(Source passage)
▼
![]() | M303 Additions to Queen's University, BelfastAddress: University Road, Belfast BT7 1NNDate: 1910 Client: Queen's University, Belfast Authorship: ![]() |
Following its elevation to university status in 1908, the former Queen's College, Belfast, embarked on a major programme of expansion. In March 1910, an architectural competition was announced with Aston Webb as assessor, and in July the terms of the contest were published. 1 The original Tudor-style building, designed by Charles Lanyon and completed in 1849, was to be joined by new blocks for Botany, Zoology, Physics and Geology; there were to be extensions to the medical building, students' union and library (itself an addition of 1865–8 by William Henry Lynn); 2 a drill hall and offices were to be provided; and sites were to be set aside for the future erection of a university hall and a vice-chancellor's house. The intended expenditure was £52,000. Honeyman, Keppie & Mackintosh's cash book records that on 14 July 1910 they paid two guineas for a copy of the competition conditions. 3
57 entries were received, and in October the assessor's report was published. 4 W. H. Lynn of Belfast was awarded first place; H. Tanner and F. Dare Clapham of London came second; and in third place were A. Marshall Mackenzie & Son of London and Aberdeen. There is no mention of Honeyman, Keppie & Mackintosh among the unpremiated entries described in the Builder, and it is unclear if they submitted a design. 5
Mackintosh's Sketcher's Notebook includes a single page headed 'Queen's College Belfast Library', with brief notes recording the materials of Lynn's detached polychrome Gothic library: 'Interior red & black bricks / with faintly stained wood / Small columns black & / red marble', and '[Sm] size of hard pressed brick / All red brick with Bath & red stone dressings.' 6 Alongside these notes is a rough sketch with measurements, entitled 'Magazine Stand'.
▲
(Input data)
▼
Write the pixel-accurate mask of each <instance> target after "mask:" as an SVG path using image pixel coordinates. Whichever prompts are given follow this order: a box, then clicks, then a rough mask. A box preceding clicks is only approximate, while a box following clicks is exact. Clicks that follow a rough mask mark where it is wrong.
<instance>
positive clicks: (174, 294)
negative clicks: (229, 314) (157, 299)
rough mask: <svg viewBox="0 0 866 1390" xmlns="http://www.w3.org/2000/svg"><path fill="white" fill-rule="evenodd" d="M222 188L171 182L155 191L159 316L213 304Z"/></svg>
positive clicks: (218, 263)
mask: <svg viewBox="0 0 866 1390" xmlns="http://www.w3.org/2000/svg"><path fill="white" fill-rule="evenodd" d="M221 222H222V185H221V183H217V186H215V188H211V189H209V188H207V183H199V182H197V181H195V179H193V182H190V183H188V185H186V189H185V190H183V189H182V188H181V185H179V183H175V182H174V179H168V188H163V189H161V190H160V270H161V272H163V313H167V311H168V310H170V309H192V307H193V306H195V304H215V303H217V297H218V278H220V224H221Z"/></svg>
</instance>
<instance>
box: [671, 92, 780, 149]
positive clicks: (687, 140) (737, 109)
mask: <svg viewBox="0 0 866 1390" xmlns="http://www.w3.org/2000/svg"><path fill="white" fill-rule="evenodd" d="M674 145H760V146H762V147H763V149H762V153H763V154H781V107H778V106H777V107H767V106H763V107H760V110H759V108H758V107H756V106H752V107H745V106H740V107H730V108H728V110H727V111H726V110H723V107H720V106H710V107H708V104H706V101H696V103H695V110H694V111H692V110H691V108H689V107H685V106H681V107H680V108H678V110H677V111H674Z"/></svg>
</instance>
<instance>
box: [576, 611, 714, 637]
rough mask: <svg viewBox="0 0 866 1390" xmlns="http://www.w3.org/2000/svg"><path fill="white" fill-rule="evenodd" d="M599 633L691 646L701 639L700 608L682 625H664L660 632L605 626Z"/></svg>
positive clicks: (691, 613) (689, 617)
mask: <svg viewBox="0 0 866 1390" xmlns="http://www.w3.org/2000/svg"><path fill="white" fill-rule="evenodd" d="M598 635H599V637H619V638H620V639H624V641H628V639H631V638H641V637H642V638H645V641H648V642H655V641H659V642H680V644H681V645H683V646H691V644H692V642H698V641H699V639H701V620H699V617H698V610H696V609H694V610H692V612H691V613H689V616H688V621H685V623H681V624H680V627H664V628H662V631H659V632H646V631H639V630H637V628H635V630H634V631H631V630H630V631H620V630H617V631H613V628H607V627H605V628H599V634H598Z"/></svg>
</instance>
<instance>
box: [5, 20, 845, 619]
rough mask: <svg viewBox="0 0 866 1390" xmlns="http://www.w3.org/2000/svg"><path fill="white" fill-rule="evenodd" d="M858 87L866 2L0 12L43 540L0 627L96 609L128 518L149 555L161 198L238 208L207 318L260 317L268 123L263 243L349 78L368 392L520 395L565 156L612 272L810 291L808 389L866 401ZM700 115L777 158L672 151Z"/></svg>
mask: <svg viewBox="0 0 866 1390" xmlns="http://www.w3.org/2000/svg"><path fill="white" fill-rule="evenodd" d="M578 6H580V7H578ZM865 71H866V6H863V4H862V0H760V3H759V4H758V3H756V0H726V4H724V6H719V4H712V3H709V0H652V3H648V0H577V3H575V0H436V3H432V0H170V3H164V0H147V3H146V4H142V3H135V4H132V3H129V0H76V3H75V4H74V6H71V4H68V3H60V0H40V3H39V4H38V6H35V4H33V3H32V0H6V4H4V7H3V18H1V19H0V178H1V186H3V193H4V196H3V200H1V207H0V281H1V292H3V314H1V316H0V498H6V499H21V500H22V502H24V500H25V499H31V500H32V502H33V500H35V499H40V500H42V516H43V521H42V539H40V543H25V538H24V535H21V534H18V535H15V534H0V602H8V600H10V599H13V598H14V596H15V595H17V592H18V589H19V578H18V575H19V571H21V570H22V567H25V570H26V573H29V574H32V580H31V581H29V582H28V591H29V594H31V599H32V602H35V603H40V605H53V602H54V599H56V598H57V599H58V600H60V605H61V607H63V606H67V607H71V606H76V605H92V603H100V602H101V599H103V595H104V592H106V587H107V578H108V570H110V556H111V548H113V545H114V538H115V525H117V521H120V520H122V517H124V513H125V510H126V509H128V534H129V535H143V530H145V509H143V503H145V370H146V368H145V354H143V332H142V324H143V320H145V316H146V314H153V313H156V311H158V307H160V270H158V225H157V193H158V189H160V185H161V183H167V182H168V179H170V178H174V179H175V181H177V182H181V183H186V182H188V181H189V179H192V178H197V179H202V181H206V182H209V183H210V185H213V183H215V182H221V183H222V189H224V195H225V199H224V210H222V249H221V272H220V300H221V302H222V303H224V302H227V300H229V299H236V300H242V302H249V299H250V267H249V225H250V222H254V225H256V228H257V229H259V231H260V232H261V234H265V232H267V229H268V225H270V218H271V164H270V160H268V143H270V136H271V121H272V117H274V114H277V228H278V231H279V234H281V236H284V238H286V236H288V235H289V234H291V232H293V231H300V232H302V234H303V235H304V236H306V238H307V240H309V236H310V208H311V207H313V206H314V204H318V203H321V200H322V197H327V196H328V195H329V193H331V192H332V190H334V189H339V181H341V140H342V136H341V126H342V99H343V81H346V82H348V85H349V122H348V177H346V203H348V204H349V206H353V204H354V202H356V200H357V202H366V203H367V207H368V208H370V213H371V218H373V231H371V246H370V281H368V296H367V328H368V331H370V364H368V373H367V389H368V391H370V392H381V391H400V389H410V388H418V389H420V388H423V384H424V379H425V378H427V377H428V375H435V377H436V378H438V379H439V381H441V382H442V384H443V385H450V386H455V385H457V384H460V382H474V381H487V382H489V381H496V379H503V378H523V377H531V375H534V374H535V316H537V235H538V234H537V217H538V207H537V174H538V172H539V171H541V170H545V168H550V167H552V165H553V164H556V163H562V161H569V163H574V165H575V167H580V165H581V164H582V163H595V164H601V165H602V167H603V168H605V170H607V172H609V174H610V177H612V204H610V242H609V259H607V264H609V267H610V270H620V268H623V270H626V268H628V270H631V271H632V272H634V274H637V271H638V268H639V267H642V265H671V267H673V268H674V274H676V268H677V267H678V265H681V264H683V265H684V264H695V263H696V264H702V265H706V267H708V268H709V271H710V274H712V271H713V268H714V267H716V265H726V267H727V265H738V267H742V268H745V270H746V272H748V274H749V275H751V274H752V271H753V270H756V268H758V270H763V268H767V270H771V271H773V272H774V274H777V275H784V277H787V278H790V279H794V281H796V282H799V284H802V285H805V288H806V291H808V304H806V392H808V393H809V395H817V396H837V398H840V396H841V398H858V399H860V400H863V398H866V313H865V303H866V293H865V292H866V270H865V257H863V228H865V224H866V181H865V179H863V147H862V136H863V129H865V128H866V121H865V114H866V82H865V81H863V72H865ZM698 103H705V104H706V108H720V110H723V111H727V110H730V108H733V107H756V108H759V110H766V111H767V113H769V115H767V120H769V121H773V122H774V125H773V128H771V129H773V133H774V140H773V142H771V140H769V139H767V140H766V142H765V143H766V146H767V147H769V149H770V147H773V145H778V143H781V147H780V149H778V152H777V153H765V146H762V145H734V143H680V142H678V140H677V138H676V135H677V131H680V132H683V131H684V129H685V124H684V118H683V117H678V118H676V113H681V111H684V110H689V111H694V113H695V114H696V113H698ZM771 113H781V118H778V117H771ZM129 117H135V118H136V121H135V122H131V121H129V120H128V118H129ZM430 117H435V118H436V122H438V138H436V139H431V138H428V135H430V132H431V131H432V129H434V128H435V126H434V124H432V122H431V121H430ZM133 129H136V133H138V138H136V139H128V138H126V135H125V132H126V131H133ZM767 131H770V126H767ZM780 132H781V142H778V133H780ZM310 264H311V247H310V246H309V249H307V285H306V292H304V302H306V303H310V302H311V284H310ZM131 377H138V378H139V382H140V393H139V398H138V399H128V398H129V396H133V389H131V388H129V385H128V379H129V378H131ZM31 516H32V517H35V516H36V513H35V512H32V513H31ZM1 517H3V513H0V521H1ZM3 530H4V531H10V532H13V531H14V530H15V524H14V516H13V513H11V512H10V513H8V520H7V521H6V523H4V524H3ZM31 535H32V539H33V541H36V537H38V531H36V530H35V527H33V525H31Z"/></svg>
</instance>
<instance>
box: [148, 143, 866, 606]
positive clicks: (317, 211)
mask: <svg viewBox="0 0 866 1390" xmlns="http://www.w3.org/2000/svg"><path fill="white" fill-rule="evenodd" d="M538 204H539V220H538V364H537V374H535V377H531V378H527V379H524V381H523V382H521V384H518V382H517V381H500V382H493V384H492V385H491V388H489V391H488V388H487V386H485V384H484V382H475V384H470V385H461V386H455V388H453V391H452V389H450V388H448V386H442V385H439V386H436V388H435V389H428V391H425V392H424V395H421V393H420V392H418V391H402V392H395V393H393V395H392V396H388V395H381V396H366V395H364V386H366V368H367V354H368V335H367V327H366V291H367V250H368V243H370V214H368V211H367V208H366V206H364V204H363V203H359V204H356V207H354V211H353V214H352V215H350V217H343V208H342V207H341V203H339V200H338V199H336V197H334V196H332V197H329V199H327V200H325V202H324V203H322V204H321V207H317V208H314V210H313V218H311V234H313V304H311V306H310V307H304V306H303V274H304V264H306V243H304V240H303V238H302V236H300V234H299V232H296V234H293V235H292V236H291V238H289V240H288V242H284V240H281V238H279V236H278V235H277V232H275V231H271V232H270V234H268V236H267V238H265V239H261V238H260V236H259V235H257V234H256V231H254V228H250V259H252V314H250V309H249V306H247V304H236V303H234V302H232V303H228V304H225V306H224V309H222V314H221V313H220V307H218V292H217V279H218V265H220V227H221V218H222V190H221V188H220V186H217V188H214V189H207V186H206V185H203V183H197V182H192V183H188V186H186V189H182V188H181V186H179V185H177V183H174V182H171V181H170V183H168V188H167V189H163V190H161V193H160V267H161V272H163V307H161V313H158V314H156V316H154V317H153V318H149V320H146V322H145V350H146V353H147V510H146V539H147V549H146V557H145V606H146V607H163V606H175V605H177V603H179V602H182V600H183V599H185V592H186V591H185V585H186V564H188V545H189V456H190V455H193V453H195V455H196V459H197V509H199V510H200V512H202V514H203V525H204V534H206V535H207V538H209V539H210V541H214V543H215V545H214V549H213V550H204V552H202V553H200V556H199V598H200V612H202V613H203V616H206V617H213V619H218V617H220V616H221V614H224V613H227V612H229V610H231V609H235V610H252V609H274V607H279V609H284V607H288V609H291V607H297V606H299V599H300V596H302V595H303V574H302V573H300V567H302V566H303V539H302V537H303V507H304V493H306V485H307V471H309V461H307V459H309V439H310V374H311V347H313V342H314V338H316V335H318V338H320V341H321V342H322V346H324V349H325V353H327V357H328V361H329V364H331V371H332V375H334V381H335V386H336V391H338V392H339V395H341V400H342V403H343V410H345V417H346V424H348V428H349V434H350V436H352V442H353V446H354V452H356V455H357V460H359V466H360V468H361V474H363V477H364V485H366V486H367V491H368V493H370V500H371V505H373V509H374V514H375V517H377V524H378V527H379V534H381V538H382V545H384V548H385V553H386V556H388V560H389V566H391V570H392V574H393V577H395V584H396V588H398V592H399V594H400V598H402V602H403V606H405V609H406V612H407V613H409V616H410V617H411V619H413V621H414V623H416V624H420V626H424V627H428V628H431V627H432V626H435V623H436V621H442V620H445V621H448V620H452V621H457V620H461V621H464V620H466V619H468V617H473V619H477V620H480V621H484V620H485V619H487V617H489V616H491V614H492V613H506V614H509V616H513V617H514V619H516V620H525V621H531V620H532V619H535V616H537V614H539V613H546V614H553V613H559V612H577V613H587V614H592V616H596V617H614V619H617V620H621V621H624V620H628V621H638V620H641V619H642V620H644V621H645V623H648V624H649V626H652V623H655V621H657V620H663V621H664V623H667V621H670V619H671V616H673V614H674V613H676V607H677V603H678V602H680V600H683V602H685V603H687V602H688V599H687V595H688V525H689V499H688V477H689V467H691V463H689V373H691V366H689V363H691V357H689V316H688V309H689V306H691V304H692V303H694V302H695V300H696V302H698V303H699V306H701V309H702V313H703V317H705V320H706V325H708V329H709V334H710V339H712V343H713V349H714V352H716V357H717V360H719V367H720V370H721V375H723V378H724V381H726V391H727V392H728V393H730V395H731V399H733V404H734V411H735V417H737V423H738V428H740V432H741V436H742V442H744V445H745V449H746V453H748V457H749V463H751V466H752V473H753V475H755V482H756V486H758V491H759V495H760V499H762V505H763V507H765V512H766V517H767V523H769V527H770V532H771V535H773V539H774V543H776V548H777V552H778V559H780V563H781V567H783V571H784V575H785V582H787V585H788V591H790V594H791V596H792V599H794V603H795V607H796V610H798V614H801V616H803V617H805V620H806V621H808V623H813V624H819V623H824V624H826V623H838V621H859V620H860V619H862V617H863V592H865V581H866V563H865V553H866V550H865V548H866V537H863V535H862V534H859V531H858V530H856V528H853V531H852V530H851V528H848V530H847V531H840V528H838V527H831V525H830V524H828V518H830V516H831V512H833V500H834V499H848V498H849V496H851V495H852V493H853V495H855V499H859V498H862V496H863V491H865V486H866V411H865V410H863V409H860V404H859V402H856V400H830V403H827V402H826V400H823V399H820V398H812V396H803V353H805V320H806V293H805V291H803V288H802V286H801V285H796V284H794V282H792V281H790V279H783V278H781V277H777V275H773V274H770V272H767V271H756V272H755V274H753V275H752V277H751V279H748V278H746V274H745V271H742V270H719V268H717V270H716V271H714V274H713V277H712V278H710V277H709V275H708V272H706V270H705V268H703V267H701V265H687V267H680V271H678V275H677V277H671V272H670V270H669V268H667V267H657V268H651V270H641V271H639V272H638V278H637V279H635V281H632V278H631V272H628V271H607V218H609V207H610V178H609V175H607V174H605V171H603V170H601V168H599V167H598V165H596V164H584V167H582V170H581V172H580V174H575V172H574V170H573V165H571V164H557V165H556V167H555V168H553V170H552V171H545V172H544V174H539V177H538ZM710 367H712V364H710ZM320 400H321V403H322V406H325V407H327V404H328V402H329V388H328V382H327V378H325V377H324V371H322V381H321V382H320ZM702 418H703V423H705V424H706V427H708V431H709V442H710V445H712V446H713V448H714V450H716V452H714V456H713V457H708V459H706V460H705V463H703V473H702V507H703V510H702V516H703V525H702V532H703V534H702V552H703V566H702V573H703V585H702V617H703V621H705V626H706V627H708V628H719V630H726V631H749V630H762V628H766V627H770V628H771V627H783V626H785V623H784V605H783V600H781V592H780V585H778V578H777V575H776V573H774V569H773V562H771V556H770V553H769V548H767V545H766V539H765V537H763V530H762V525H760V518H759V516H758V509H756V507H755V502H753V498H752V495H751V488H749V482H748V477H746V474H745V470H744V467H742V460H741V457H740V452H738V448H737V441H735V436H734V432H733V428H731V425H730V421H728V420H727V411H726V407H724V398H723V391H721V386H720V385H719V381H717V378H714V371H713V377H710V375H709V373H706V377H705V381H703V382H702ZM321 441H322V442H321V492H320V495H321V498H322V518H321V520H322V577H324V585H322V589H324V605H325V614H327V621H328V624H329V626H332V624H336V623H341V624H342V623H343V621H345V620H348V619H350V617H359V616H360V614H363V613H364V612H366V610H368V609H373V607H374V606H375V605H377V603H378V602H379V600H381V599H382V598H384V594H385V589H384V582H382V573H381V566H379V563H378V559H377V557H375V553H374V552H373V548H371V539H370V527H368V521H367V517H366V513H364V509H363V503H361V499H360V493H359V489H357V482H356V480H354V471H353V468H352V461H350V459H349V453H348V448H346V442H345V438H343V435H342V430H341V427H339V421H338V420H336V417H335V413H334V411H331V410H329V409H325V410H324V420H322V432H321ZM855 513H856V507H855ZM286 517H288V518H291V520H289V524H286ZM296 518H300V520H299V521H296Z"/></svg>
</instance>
▲
(Questions on the material)
1. In the passage on the Queen's University additions, which subjects were to get new blocks?
2. How would you put this sentence from the passage on the Queen's University additions into French: "57 entries were received, and in October the assessor's report was published."?

(Outputs for the tasks)
1. Botany, Zoology, Physics, Geology

2. 57 candidatures ont été reçues, et en octobre le rapport de l'évaluateur a été publié.